Data items
◆ ◆ ◆ ◆
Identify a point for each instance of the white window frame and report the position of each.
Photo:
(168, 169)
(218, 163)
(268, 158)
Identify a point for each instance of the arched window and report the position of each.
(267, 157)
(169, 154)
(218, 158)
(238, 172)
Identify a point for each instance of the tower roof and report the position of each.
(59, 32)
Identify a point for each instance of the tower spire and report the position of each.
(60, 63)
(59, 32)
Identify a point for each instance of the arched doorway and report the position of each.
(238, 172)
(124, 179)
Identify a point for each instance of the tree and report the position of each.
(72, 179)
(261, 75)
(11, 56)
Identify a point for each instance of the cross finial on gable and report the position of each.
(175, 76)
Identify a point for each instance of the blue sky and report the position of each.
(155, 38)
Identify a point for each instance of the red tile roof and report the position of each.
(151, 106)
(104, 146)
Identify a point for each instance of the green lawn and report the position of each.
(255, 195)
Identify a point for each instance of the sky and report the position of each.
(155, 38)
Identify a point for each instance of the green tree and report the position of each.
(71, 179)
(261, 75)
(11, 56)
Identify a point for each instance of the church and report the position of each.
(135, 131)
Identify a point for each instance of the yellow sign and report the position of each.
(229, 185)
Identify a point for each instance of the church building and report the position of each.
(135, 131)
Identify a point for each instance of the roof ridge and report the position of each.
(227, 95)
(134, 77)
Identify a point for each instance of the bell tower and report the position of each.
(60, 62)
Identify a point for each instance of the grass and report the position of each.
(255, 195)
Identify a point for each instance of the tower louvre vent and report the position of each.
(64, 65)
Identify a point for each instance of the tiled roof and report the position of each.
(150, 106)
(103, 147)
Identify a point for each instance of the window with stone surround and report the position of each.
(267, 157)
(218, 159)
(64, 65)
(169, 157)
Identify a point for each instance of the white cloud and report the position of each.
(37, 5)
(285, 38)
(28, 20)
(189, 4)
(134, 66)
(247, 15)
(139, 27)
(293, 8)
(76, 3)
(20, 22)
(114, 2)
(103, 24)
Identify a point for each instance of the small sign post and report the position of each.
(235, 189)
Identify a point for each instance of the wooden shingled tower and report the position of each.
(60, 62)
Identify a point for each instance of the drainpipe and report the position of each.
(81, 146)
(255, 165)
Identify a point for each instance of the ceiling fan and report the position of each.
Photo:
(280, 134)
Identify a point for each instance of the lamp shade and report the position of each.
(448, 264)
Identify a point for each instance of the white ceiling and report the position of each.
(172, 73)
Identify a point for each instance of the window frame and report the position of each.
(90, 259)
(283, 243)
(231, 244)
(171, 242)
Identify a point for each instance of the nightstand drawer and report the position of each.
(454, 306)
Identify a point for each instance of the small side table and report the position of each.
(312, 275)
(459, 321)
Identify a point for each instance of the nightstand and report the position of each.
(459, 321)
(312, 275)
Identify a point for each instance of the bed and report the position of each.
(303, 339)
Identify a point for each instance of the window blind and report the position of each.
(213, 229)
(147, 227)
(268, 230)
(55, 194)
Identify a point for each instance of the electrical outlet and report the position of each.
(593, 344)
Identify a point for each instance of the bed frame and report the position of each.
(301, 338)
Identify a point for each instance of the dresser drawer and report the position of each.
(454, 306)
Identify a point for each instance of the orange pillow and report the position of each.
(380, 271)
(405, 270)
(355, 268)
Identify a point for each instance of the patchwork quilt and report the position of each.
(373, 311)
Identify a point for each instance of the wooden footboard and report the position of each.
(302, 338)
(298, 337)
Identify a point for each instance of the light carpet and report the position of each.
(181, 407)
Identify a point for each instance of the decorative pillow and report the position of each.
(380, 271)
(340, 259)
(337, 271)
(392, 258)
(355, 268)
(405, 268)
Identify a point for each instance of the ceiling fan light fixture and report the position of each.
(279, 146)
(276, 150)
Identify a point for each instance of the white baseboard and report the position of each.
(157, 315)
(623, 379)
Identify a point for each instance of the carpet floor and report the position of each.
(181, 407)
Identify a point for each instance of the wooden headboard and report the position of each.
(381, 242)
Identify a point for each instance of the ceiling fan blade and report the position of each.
◆ ◆ ◆ ◆
Exercise description: The records above should be restated exactly, line for line.

Solution for this task:
Identify a point for each instance of the white window frame and report the position of each.
Photo:
(168, 169)
(218, 163)
(268, 158)
Identify a point for each instance of the arched window and report the position of each.
(267, 157)
(169, 154)
(218, 158)
(238, 172)
Identify a point for each instance of the tower roof and report the position of each.
(59, 32)
Identify a point for each instance of the tower spire and report the position of each.
(60, 63)
(59, 32)
Identify a point for each instance of the arched doorway and report the position of each.
(238, 172)
(124, 179)
Identify a point for each instance of the tree and report the position of each.
(72, 179)
(261, 75)
(11, 56)
Identify a point for each instance of the cross finial on gable and report the position of each.
(175, 76)
Identify a point for each instance of the blue sky and report the position of each.
(155, 38)
Identify a point for each instance of the red tile roof and report the position of each.
(151, 106)
(104, 146)
Identify a point for each instance of the green lawn and report the position of each.
(255, 195)
Identify a point for each instance of the sky and report the position of each.
(155, 38)
Identify a point for each instance of the green tree and report the position of each.
(71, 179)
(261, 75)
(11, 56)
Identify a point for each instance of the church and report the position of each.
(135, 131)
Identify a point for each instance of the yellow sign and report the position of each.
(229, 185)
Identify a point for each instance of the church building and report the position of each.
(135, 131)
Identify a point for each instance of the roof ridge and report the position of each.
(227, 95)
(134, 77)
Identify a point for each instance of the bell tower and report the position of each.
(60, 62)
Identify a point for each instance of the grass and report the position of each.
(255, 195)
Identify a point for each instance of the tower louvre vent and report the position of each.
(64, 65)
Identify a point for each instance of the tiled roof and report the position of each.
(150, 106)
(103, 147)
Identify a point for each instance of the window with stone surround and report the position of each.
(267, 157)
(218, 159)
(64, 65)
(169, 157)
Identify a point for each instance of the white cloud and report the position of each.
(37, 5)
(285, 38)
(28, 20)
(189, 4)
(134, 66)
(247, 15)
(139, 27)
(293, 8)
(76, 3)
(20, 22)
(114, 2)
(103, 24)
Identify a point for each instance of the small sign post and report the position of each.
(235, 189)
Identify a point for each instance of the wooden shingled tower and report the position of each.
(60, 62)
Identify a point for each instance of the drainpipe and report the position of each.
(81, 146)
(255, 165)
Identify a point for each instance of the ceiling fan and report the position of each.
Photo:
(280, 134)
Identify a point for each instance of the lamp shade and report the position of each.
(448, 264)
Identify a point for each instance of the white ceiling and report the position of each.
(172, 73)
Identify a point for each instance of the window frame and report the position of each.
(90, 259)
(283, 243)
(231, 244)
(171, 242)
Identify a point for each instance of the nightstand drawer and report the position of each.
(454, 306)
Identify a point for each instance of the small side table and report the position of each.
(312, 275)
(459, 321)
Identify a point for each instance of the nightstand and report the position of each.
(459, 321)
(312, 275)
Identify a point for each instance of the bed and report the position of each.
(303, 339)
Identify a point for each instance of the window blind and report the position of each.
(213, 229)
(147, 227)
(268, 230)
(55, 194)
Identify a point for each instance of the electrical outlet and report the position of each.
(593, 344)
Identify a point for each instance of the bed frame and report the position of each.
(301, 338)
Identify a point for each instance of the dresser drawer and report the position of each.
(454, 306)
Identify a point for each instance of the orange pillow and report the position of each.
(380, 271)
(405, 270)
(355, 268)
Identify a point for each instance of the patchwork quilt and report the position of each.
(373, 311)
Identify a point for each instance of the wooden footboard and report the position of each.
(302, 338)
(298, 337)
Identify a point for each instance of the light carpet and report the position of each.
(181, 407)
Identify a point for each instance of the decorative pillow and report the position of each.
(380, 271)
(340, 259)
(337, 271)
(392, 258)
(355, 268)
(405, 268)
Identify a point for each instance of the ceiling fan light fixture and report the position of each.
(279, 146)
(276, 150)
Identify a point for each instance of the white baseboard and report the position of each.
(157, 315)
(623, 379)
Identify a point for each instance of the carpet floor and report the position of each.
(181, 407)
Identify a point for each instance of the wooden headboard and report the position of each.
(381, 242)
Identify a point for each instance of the ceiling fan blade and report the position of each.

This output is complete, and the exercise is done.